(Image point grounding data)
════════════════════
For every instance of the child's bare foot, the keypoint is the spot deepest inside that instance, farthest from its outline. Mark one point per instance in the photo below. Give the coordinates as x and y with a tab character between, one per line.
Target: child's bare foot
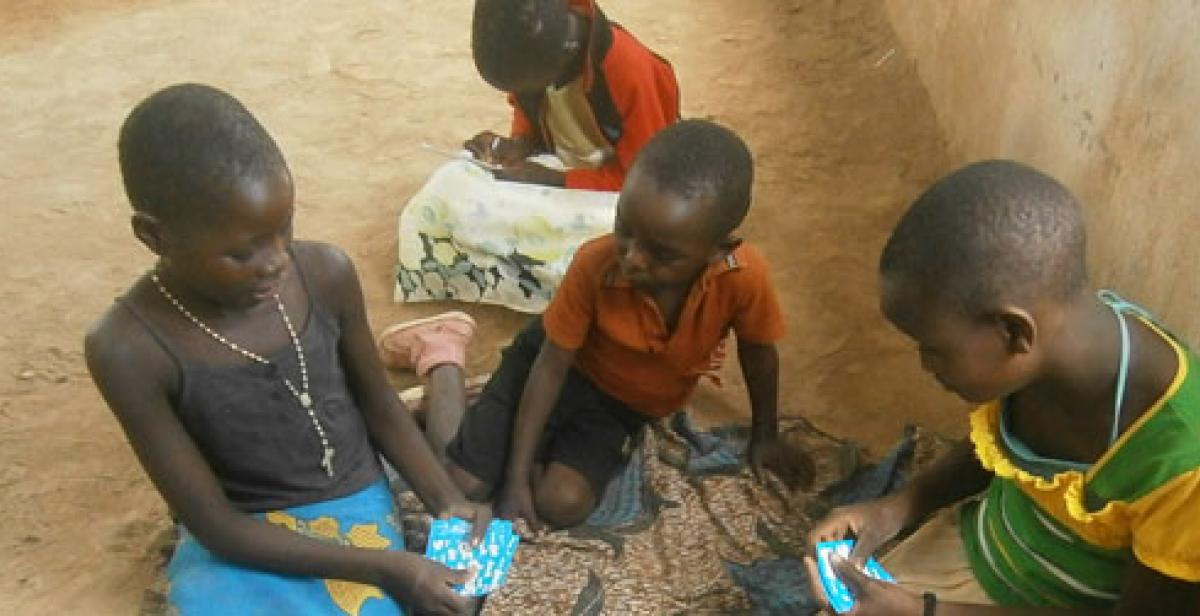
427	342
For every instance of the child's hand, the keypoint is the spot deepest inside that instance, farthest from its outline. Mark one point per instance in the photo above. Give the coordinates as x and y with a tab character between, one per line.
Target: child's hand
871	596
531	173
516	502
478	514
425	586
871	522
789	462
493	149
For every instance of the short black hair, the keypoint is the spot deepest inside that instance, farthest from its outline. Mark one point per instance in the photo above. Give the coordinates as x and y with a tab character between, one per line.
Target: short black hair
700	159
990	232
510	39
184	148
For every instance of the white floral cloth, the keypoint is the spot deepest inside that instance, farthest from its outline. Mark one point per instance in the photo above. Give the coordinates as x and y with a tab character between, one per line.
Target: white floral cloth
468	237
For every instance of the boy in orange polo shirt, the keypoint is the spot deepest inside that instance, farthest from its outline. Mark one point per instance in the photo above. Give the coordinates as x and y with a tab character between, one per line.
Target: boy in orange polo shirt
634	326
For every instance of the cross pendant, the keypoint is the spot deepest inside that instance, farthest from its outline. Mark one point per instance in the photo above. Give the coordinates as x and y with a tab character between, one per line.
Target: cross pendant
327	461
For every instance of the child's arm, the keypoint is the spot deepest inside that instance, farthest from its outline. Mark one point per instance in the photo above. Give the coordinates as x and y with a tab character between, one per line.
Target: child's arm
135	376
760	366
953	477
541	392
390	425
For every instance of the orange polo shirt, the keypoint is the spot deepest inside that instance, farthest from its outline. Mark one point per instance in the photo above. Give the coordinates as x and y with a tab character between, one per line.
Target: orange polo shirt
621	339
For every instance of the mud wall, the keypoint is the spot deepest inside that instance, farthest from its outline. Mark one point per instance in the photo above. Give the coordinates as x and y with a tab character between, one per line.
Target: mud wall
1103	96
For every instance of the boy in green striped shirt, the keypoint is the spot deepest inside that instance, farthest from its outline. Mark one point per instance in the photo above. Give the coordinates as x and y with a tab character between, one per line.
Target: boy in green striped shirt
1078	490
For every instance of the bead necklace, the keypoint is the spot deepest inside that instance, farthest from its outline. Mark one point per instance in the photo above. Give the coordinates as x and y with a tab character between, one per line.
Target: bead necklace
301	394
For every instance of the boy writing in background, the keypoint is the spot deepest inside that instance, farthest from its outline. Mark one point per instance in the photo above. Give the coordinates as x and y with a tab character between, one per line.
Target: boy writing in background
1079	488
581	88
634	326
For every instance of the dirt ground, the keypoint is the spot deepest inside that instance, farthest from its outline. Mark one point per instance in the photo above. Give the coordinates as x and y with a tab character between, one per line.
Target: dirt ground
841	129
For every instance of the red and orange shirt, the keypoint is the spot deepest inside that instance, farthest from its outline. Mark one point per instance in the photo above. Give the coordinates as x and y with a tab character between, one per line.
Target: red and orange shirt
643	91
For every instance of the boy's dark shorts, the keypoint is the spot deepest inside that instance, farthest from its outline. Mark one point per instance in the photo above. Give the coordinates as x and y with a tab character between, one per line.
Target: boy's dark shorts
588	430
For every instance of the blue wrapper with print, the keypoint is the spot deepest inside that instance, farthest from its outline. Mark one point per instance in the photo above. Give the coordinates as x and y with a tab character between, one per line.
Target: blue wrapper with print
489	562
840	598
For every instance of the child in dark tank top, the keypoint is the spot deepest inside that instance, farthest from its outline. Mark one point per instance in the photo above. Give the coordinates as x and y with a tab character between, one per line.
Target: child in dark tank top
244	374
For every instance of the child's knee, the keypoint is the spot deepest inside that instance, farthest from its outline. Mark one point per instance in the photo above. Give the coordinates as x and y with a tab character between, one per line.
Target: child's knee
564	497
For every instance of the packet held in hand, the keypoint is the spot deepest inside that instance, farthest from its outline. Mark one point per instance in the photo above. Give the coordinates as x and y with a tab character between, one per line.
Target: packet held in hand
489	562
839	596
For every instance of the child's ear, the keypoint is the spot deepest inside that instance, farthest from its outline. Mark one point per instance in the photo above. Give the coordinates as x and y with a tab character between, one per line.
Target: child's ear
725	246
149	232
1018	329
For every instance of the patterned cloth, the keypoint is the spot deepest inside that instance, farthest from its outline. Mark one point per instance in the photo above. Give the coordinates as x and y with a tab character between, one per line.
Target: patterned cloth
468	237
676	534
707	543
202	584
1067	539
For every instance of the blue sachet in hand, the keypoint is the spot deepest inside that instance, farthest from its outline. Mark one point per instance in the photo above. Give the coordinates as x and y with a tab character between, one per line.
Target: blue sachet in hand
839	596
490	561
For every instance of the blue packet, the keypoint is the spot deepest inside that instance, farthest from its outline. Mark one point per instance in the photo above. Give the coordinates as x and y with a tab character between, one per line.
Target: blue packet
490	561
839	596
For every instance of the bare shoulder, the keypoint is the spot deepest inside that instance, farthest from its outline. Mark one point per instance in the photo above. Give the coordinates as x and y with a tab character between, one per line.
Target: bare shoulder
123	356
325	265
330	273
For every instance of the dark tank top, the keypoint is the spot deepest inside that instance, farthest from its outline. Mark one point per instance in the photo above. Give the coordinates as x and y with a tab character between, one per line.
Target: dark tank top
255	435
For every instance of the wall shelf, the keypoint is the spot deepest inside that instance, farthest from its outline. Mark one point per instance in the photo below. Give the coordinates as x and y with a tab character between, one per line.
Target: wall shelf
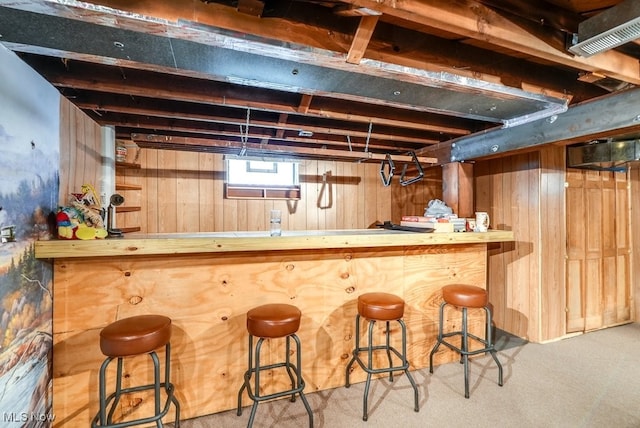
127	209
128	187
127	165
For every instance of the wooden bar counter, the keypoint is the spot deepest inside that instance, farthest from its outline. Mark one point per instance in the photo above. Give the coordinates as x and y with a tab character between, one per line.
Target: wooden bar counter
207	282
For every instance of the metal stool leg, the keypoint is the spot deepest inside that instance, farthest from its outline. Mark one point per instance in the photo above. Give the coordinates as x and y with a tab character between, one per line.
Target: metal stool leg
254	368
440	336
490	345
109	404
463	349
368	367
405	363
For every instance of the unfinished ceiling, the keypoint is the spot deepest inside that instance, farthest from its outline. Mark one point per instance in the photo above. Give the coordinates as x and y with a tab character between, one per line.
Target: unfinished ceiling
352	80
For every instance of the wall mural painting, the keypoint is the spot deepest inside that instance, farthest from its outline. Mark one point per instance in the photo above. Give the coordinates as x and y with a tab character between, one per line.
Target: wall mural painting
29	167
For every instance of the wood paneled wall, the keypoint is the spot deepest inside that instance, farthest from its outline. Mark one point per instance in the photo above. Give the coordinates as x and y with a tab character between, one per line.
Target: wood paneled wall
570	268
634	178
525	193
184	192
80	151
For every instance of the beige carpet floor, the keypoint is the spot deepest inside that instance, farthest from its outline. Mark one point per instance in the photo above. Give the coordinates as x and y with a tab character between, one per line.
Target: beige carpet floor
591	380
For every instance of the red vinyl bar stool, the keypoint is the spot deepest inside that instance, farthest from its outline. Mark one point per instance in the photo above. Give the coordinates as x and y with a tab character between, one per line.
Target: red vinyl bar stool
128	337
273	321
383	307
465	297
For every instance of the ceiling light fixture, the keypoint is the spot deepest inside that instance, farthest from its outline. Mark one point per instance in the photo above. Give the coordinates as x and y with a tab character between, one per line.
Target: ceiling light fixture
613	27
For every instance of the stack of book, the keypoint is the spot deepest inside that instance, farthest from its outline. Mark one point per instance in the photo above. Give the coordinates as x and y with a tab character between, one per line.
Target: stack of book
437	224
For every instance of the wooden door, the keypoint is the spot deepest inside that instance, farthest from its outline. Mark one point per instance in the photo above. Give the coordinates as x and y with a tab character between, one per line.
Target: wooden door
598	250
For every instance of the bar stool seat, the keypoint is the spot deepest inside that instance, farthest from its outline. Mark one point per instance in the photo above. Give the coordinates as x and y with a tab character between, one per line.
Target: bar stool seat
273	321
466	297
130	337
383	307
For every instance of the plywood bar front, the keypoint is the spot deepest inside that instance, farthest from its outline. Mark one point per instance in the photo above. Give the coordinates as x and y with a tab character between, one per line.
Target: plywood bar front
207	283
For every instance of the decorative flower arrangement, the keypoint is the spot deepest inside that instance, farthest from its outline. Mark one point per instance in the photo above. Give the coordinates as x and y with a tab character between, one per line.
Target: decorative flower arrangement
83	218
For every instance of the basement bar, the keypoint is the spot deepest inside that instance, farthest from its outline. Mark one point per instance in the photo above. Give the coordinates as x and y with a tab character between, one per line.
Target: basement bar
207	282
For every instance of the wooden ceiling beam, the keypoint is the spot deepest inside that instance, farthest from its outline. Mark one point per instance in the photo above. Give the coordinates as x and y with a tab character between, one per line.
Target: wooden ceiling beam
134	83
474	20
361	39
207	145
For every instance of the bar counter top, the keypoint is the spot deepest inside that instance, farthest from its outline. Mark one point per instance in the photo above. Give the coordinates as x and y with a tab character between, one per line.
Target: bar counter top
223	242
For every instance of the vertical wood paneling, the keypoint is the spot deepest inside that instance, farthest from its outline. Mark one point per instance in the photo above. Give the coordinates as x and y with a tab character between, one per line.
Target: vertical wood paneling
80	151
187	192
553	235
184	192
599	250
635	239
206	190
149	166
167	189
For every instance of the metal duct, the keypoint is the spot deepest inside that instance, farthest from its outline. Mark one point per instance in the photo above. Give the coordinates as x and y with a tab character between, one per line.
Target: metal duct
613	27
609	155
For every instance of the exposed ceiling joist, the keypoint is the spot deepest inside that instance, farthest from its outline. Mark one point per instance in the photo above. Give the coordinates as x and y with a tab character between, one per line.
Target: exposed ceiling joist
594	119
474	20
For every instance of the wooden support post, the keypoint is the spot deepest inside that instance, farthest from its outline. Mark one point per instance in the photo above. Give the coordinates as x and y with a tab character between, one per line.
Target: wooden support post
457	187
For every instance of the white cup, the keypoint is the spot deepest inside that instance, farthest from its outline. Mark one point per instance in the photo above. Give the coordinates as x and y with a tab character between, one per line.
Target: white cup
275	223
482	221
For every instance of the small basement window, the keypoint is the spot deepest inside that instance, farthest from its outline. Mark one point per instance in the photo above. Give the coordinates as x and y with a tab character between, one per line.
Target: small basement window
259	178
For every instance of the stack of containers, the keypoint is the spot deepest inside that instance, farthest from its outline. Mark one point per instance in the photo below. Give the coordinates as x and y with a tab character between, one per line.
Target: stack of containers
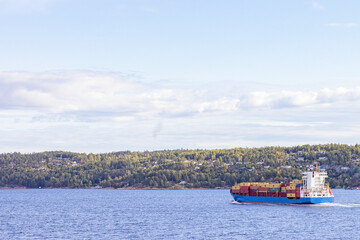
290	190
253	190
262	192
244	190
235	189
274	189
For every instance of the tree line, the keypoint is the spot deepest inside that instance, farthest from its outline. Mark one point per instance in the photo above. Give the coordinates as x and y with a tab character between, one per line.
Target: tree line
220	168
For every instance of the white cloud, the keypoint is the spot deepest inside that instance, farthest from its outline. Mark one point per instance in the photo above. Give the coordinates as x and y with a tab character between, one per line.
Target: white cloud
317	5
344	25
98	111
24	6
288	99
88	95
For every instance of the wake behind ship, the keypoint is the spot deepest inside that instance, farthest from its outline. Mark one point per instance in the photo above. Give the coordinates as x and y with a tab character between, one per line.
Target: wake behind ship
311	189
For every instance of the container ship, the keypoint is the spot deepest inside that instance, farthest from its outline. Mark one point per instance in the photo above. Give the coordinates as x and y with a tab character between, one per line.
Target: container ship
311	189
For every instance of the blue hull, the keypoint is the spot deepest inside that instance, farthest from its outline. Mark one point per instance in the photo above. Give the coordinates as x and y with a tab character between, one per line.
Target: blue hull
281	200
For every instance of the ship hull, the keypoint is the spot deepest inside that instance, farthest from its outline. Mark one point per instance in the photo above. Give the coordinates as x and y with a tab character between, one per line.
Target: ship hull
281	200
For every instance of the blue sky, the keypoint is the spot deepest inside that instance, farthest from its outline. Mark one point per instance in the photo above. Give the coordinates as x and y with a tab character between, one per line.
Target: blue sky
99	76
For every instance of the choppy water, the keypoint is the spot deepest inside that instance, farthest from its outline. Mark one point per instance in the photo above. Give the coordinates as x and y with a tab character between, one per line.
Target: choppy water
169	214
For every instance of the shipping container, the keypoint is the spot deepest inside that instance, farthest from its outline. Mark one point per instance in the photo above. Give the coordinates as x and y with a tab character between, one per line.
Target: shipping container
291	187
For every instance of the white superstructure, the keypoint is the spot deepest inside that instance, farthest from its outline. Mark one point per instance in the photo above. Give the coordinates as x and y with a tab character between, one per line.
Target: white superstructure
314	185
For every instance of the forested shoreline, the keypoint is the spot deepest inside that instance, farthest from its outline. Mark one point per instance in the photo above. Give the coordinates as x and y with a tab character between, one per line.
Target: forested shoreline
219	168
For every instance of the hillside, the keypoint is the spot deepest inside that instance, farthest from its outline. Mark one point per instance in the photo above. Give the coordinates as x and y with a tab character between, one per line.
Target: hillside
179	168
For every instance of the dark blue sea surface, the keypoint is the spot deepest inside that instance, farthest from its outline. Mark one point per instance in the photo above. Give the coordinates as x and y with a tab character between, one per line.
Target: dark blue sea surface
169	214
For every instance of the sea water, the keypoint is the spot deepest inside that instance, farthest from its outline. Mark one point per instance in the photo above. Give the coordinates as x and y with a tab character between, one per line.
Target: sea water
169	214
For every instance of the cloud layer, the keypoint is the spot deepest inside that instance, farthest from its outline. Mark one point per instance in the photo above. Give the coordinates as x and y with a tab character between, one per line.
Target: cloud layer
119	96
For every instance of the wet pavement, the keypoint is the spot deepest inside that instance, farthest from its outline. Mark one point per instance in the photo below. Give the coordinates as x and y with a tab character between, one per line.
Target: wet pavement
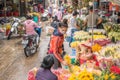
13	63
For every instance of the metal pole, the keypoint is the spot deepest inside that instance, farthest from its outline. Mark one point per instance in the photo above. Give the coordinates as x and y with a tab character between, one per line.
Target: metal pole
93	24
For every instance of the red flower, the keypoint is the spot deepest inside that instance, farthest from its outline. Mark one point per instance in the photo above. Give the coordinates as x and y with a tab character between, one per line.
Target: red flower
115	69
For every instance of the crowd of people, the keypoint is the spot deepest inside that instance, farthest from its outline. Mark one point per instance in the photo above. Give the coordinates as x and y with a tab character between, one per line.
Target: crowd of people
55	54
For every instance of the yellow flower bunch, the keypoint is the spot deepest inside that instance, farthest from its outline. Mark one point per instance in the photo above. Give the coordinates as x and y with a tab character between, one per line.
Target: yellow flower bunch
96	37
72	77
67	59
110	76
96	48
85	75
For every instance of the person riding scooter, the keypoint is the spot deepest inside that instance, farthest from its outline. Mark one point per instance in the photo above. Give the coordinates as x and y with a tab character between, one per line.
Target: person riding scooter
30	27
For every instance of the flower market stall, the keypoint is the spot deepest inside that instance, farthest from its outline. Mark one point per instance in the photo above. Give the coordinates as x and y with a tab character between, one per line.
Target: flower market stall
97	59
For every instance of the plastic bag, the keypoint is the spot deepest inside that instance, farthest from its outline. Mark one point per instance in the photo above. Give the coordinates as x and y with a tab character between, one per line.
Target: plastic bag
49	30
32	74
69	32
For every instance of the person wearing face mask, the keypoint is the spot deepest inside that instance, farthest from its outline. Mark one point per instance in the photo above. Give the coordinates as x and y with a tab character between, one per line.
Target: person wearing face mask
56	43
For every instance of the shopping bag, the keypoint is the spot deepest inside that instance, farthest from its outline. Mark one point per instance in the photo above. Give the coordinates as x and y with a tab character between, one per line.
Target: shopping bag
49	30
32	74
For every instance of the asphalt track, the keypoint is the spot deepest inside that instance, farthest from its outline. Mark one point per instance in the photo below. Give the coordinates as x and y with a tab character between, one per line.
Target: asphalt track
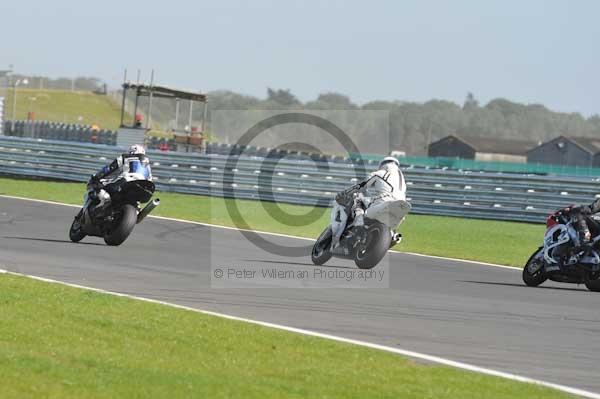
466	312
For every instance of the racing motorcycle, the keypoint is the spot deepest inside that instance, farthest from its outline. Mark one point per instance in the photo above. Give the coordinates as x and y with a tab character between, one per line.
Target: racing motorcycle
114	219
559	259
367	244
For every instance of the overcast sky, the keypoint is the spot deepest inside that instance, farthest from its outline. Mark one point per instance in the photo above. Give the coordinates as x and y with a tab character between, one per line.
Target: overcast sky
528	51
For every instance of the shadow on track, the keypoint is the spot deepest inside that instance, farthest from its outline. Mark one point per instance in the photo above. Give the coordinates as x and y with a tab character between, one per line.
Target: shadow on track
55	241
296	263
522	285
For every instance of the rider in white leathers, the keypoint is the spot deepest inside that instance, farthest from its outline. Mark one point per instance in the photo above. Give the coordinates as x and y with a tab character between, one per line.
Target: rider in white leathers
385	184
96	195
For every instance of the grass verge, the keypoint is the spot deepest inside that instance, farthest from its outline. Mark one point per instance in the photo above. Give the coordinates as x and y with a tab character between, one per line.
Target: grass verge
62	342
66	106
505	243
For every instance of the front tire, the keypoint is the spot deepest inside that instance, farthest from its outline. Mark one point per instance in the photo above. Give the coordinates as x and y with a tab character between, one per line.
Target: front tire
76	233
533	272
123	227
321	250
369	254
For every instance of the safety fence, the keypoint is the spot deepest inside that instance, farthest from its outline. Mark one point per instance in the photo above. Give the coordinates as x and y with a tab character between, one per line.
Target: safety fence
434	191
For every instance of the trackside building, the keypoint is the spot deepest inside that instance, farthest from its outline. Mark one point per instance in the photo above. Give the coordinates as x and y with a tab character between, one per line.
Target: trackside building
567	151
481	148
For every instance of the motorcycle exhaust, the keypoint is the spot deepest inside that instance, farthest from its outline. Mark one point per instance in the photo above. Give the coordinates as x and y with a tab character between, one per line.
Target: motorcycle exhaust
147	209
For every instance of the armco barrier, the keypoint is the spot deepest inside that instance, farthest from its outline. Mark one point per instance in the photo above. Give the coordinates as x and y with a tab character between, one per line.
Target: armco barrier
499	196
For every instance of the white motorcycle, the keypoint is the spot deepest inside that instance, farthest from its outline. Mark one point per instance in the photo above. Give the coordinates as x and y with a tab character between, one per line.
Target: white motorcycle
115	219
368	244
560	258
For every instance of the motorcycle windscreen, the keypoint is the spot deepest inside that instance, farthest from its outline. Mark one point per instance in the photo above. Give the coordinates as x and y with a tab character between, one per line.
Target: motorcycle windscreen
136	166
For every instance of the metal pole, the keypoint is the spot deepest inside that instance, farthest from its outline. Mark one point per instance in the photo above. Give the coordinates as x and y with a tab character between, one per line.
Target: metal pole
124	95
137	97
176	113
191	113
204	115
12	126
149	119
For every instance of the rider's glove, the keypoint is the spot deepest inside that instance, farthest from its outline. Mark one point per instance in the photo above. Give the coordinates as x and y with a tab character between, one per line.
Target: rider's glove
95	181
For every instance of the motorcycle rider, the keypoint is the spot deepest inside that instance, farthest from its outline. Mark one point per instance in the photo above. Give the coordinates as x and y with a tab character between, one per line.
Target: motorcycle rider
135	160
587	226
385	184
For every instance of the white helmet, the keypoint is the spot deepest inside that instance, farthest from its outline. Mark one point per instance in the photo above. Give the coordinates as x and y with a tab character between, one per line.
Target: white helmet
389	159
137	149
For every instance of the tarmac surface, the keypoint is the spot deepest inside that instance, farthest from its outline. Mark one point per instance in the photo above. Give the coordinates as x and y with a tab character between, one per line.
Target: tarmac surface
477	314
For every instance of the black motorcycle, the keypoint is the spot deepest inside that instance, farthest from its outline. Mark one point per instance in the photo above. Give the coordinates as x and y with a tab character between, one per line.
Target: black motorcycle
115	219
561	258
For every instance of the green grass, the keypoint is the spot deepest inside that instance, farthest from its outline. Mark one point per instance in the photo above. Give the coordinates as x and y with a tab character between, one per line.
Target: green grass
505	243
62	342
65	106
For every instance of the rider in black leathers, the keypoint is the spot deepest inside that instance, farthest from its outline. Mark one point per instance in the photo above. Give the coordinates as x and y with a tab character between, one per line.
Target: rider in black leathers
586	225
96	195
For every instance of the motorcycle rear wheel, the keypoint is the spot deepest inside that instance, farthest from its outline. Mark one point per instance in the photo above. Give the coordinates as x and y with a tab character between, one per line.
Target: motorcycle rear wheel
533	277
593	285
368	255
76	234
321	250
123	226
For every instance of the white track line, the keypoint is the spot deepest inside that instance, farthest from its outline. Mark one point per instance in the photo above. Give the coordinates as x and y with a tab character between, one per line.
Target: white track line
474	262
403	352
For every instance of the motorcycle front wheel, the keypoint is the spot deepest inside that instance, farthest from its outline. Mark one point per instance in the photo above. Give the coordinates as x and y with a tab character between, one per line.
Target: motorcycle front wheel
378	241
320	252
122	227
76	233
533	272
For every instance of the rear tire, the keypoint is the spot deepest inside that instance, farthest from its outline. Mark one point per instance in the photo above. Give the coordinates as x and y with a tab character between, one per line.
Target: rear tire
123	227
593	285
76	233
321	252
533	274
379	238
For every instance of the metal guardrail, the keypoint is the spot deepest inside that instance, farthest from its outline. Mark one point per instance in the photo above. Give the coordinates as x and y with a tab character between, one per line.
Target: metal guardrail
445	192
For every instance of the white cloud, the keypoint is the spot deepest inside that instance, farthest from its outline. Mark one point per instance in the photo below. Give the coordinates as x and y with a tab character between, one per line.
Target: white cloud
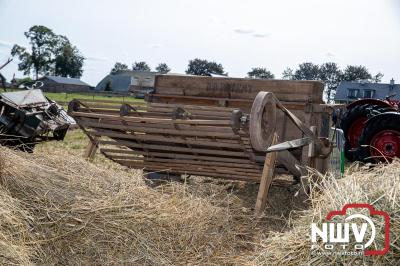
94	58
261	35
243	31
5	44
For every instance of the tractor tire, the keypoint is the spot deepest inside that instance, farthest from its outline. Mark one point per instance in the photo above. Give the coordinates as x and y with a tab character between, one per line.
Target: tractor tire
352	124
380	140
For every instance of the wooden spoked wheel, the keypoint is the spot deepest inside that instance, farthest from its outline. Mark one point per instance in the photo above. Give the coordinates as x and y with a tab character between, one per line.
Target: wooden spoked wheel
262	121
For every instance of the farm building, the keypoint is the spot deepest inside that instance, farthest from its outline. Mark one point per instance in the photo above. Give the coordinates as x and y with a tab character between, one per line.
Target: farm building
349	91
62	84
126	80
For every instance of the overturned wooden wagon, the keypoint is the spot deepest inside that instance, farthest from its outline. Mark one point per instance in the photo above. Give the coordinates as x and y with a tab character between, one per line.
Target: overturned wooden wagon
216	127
════════════════════
§ Your goal:
Gather all lines of the records that include the word "below".

§ Your response:
For every instance of the child's bare foot, the keypoint is the spot deepest inside that instance, farthest from its outline. Mark one point per instance in the photo below. Give the coordinates as x and y with a tab character between, one per line.
For every instance of the wall shelf, the keypoint is the spot deepest inside that instance, farthest from its outline. Mark one point per instance in the photo below. Give the coordinates as x and y with a tab character between, one per line.
For every instance of the stack of containers, the keypoint is the spot deepest inside that instance, farthest from its outline. Mark one point per instance in the photo below. Give the coordinates as x and y with a tab character between, one per line.
For every instance of the wet pavement, the keypoint is the spot deepest inside that instance, farthest from its outline. Mark one point per instance in the photo below. Give the coordinates as x and y with a tab character between, one per line.
For every instance of the asphalt track, the keypoint is the spot deepest inside that instance, farthest from its outline. Mark one point per instance in the photo below. Give the coordinates as x and y with a tab character between, one per line.
For every instance of the white cloud, the keypoint is the spot deepest inside that instance, farthest from its outline. Mark one point per instance in the photo below. Give the coordinates as x and y with a tab character between, one per line.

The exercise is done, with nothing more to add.